Source material =>
+ + + + +

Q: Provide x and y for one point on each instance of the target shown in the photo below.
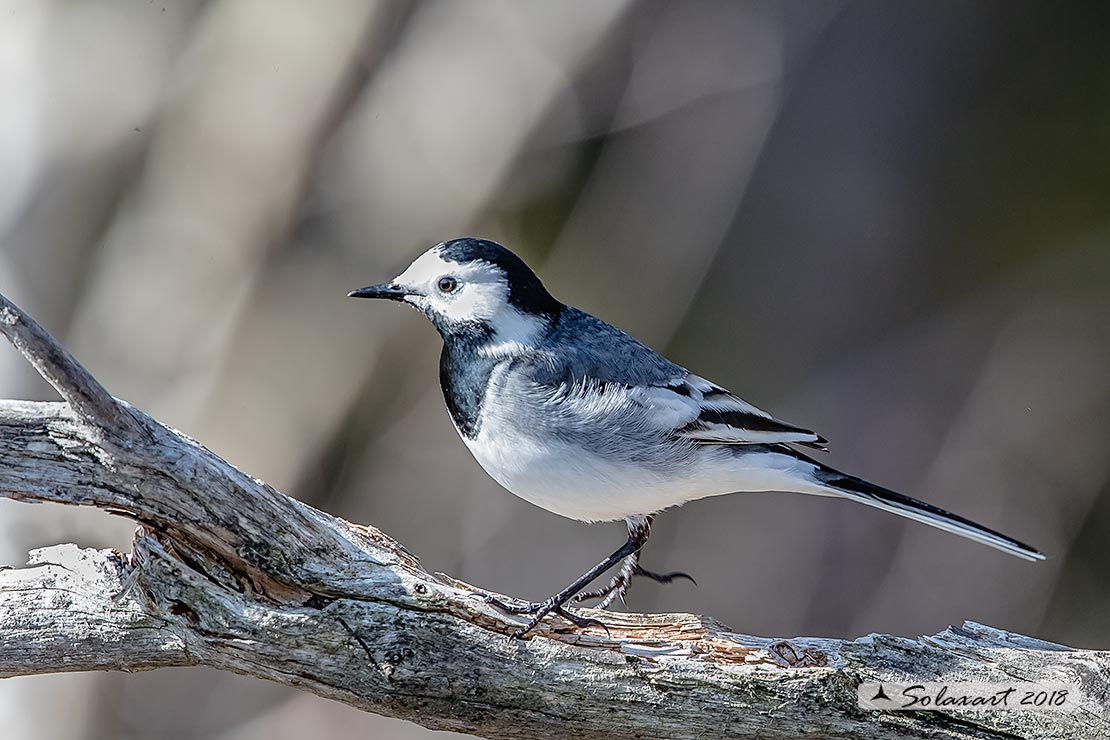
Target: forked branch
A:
(228, 573)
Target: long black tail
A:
(858, 489)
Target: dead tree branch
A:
(228, 573)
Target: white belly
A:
(581, 485)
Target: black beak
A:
(390, 291)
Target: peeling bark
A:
(228, 573)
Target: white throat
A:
(513, 332)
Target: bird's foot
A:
(540, 609)
(619, 585)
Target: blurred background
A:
(888, 222)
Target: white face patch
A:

+ + + + +

Objective => Shift every coordinate in the answers by adding 103 to each number, and give back all lines of the entries above, request lines included. Leave the pictures out.

Worked answer =>
Q: Provide x and y for one point on each instance of the target shown in the photo below.
Target: forked branch
A:
(331, 676)
Target: long black tail
A:
(961, 592)
Target: dead tree branch
A:
(331, 676)
Target: white belly
A:
(684, 588)
Target: black beak
A:
(493, 394)
Target: peeling bark
A:
(331, 676)
Target: white throat
A:
(616, 435)
Target: bird's foot
A:
(643, 712)
(722, 688)
Target: blurred background
A:
(991, 325)
Target: white face patch
A:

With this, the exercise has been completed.